• _GIVEN ENTRIES_:
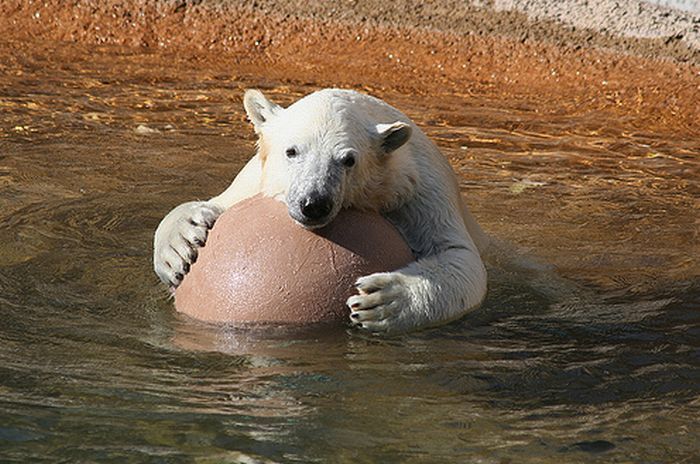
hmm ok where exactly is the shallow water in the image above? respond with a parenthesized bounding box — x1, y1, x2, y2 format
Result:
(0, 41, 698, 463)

* * *

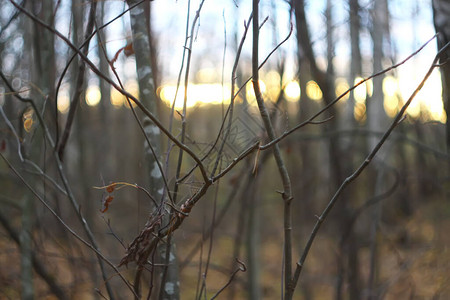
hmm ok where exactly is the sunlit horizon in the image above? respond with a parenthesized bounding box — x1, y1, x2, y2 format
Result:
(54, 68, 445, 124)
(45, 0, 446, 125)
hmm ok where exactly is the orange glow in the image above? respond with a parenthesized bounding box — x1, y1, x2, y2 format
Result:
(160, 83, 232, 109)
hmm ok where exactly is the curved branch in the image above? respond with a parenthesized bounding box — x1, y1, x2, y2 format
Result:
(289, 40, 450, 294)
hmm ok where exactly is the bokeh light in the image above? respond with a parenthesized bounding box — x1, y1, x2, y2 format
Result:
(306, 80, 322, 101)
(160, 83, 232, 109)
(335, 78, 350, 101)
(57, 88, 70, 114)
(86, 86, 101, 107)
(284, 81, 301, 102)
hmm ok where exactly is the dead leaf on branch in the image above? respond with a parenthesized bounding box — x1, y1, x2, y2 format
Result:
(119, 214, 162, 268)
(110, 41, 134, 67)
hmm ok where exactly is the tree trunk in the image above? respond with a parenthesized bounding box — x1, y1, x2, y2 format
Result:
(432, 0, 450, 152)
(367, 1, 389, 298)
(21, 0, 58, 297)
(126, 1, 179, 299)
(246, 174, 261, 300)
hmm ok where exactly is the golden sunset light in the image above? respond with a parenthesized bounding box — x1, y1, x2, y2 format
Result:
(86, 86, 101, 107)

• _TRY IT_: Look above for the line holding "hmm ok where exactly is the orange" and the line holding "hmm ok where exactly is the bokeh", then output exactly those two lines and every line between them, nothing more.

• _WRITTEN REPLY_:
hmm ok where exactly is the orange glow in the image above? respond with a parenthesized bounding box — x1, y1, x2, y2 format
Result:
(160, 83, 232, 109)
hmm ok where exactly is the curved branch in the image above? respond with a parenthesized bounding box — x1, y1, x2, y2 format
Result:
(289, 40, 450, 294)
hmm ok where exactly is the bokeh light in the image above? respond with a parenthesized bounding box — x1, y1, x2, y2 format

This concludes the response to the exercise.